» **EXERCISE TASK**
Pictures in the data below are not part of the copy; transcribe everything else exactly.

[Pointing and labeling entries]
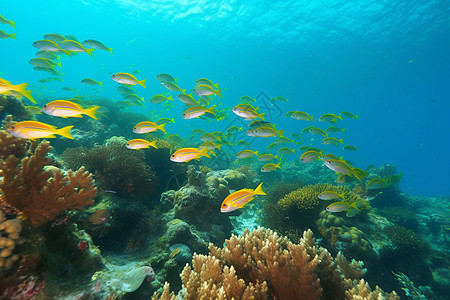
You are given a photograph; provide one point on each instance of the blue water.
(387, 61)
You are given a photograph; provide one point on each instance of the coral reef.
(116, 168)
(260, 263)
(9, 237)
(42, 194)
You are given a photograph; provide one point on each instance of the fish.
(4, 35)
(348, 114)
(157, 99)
(240, 198)
(203, 81)
(197, 111)
(246, 153)
(264, 132)
(318, 131)
(340, 166)
(267, 157)
(48, 45)
(55, 37)
(299, 115)
(309, 156)
(242, 143)
(188, 99)
(66, 109)
(330, 195)
(188, 154)
(165, 78)
(35, 130)
(147, 126)
(334, 129)
(140, 144)
(329, 118)
(206, 90)
(270, 167)
(4, 21)
(96, 45)
(286, 151)
(173, 87)
(126, 78)
(248, 112)
(165, 121)
(75, 47)
(6, 87)
(332, 141)
(350, 148)
(351, 208)
(47, 54)
(126, 89)
(89, 81)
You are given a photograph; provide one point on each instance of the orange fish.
(239, 198)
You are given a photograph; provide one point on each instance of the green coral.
(407, 240)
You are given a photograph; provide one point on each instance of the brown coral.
(262, 265)
(41, 195)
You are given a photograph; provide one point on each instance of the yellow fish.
(140, 144)
(126, 78)
(66, 109)
(36, 130)
(6, 88)
(239, 198)
(188, 154)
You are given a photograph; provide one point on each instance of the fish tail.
(21, 88)
(89, 51)
(91, 112)
(204, 152)
(161, 127)
(211, 110)
(65, 132)
(153, 144)
(258, 190)
(142, 82)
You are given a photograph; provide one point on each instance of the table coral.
(262, 265)
(41, 195)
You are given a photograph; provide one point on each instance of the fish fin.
(21, 88)
(91, 112)
(211, 110)
(142, 82)
(153, 144)
(258, 190)
(65, 132)
(161, 127)
(89, 51)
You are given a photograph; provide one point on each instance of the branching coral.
(115, 167)
(262, 265)
(41, 195)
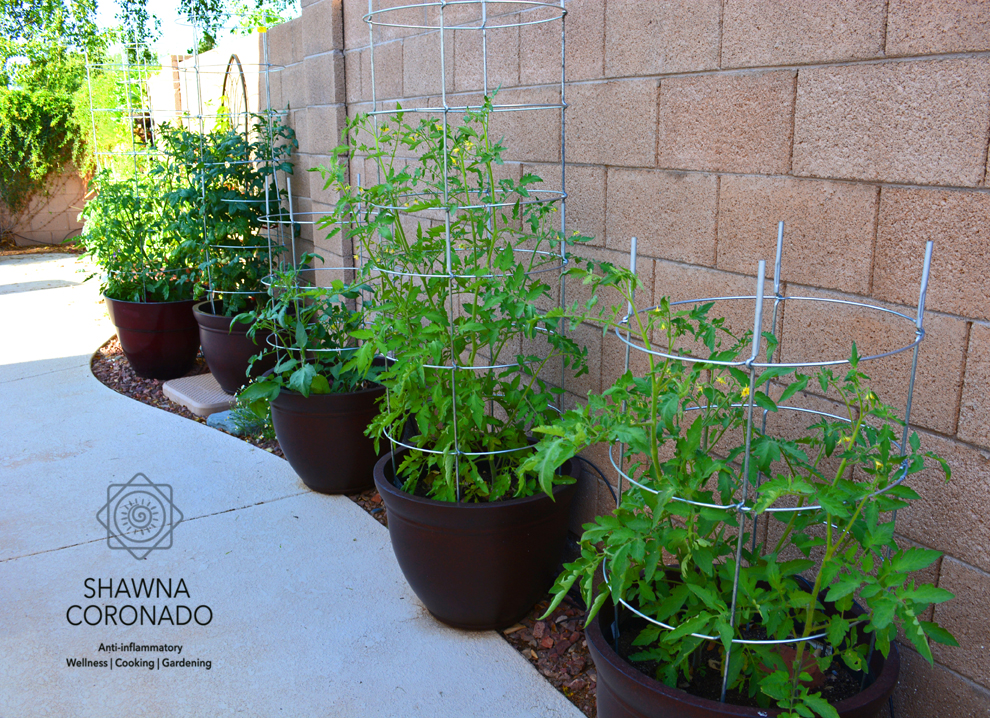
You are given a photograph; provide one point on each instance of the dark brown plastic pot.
(159, 339)
(322, 437)
(228, 349)
(624, 692)
(476, 566)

» **THE SOLUTION**
You are given a photograph; provide one point on each instance of the blue water.
(387, 61)
You are given a photograph; provide one point on each instance of the coral reef.
(116, 168)
(260, 263)
(9, 237)
(42, 194)
You are given a photograph; provide one point on each instance of the fish.
(4, 35)
(348, 114)
(157, 99)
(240, 198)
(203, 81)
(197, 111)
(246, 153)
(264, 132)
(318, 131)
(340, 166)
(267, 157)
(48, 45)
(55, 37)
(299, 115)
(309, 156)
(242, 143)
(188, 99)
(66, 109)
(330, 195)
(188, 154)
(165, 78)
(35, 130)
(147, 126)
(334, 129)
(140, 144)
(329, 118)
(206, 90)
(270, 167)
(4, 21)
(96, 45)
(286, 151)
(173, 87)
(126, 78)
(248, 112)
(165, 121)
(75, 47)
(6, 87)
(332, 141)
(350, 148)
(351, 208)
(47, 54)
(126, 89)
(89, 81)
You are given a photograph; provide one point on each instance of the orange fish.
(239, 198)
You are given a photograph; provide one point on each instance of the green coral.
(407, 240)
You are given a photograph; provide one point on each instance of the brown coral.
(262, 265)
(41, 195)
You are given a photograph; provide one point on each instance of the yellow fish.
(140, 144)
(126, 78)
(66, 109)
(36, 130)
(6, 88)
(239, 198)
(188, 154)
You are given a photograph; provide one point on each instance of the fish tail.
(21, 88)
(89, 51)
(91, 112)
(204, 152)
(161, 127)
(211, 110)
(65, 132)
(153, 144)
(258, 190)
(142, 82)
You are given a photograph; provide one point on each instance of the table coral.
(262, 265)
(41, 195)
You are given a photograph; provide one point on each instance of the fish fin.
(21, 88)
(91, 112)
(211, 110)
(142, 82)
(153, 144)
(258, 190)
(65, 132)
(161, 127)
(89, 51)
You are given a photograph; provide one point on each instance of the branching coral.
(115, 167)
(262, 265)
(41, 195)
You are given a photograph; provide one point on each instance of the dark brown plastic pot.
(159, 339)
(322, 437)
(228, 349)
(624, 692)
(476, 566)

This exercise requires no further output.